Report, as a single number, how many lines of the records contain the word "gives".

● Input data
╭──

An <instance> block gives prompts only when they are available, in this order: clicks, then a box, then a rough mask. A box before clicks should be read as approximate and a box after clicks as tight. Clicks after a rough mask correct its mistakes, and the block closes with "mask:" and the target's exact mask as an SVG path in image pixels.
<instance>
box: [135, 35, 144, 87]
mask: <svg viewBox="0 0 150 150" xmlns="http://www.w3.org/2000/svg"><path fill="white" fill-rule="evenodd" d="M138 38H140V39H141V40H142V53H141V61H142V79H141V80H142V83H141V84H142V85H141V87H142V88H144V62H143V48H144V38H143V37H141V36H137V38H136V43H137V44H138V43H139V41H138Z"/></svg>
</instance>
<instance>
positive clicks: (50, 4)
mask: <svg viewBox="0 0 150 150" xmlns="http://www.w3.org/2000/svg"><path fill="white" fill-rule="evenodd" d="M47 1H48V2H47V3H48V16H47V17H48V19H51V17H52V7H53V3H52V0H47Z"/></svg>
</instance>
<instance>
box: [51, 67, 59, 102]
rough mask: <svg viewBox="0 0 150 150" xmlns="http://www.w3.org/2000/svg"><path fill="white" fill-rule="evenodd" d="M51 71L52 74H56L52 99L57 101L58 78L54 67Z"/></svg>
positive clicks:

╰──
╭──

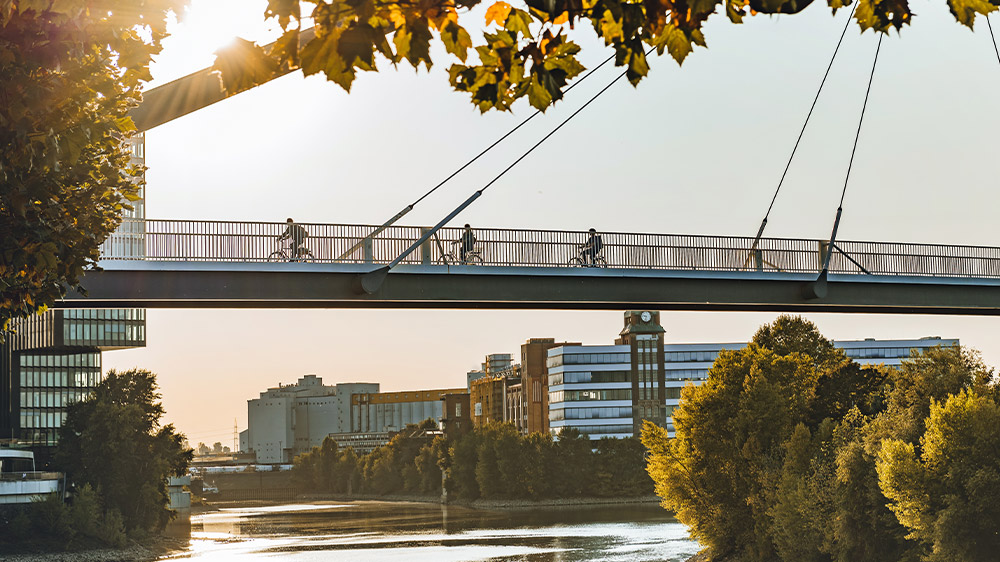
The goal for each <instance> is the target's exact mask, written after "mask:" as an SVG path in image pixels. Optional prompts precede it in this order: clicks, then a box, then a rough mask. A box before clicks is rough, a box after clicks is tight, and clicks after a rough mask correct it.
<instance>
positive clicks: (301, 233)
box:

╰──
╭──

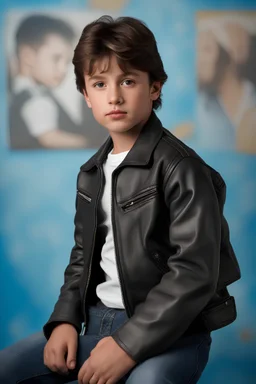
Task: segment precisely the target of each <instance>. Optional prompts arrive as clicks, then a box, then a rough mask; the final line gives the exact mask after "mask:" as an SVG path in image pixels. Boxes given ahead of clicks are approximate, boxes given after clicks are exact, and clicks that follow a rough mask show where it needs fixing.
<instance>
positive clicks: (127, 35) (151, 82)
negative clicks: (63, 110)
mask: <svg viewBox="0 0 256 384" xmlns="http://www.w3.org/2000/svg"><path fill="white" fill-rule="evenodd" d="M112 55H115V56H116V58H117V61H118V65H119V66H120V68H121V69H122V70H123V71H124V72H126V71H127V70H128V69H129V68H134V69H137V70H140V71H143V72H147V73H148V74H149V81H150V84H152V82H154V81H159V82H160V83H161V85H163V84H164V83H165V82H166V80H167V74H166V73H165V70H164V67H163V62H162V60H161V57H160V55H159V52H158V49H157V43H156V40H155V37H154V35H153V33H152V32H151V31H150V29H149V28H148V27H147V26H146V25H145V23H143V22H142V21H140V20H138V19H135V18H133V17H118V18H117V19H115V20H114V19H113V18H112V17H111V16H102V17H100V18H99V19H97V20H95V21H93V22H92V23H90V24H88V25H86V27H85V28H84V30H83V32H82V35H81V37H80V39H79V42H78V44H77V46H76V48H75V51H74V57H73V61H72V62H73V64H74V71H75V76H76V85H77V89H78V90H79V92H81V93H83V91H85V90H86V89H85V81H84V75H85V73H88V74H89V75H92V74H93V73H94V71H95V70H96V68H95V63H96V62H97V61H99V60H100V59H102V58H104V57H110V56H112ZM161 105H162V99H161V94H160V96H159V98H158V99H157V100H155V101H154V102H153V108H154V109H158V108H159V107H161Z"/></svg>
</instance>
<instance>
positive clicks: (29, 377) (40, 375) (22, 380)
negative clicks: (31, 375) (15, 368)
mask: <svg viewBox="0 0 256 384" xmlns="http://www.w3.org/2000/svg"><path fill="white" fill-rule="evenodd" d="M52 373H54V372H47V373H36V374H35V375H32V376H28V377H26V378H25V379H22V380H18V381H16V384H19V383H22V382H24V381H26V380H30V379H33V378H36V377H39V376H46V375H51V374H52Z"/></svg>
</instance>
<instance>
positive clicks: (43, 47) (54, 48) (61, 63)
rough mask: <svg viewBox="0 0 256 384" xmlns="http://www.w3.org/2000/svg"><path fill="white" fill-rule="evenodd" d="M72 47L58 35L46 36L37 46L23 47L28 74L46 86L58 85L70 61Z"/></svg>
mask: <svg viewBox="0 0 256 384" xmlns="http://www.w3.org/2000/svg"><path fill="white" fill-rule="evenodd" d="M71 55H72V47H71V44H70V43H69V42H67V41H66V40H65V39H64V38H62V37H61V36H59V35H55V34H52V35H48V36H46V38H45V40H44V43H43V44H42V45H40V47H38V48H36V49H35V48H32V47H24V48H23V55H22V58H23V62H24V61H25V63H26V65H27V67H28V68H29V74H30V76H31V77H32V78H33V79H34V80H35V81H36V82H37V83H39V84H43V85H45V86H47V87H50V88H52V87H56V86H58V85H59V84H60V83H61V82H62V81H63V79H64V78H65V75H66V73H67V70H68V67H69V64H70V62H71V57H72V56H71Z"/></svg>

╰──

● Result
2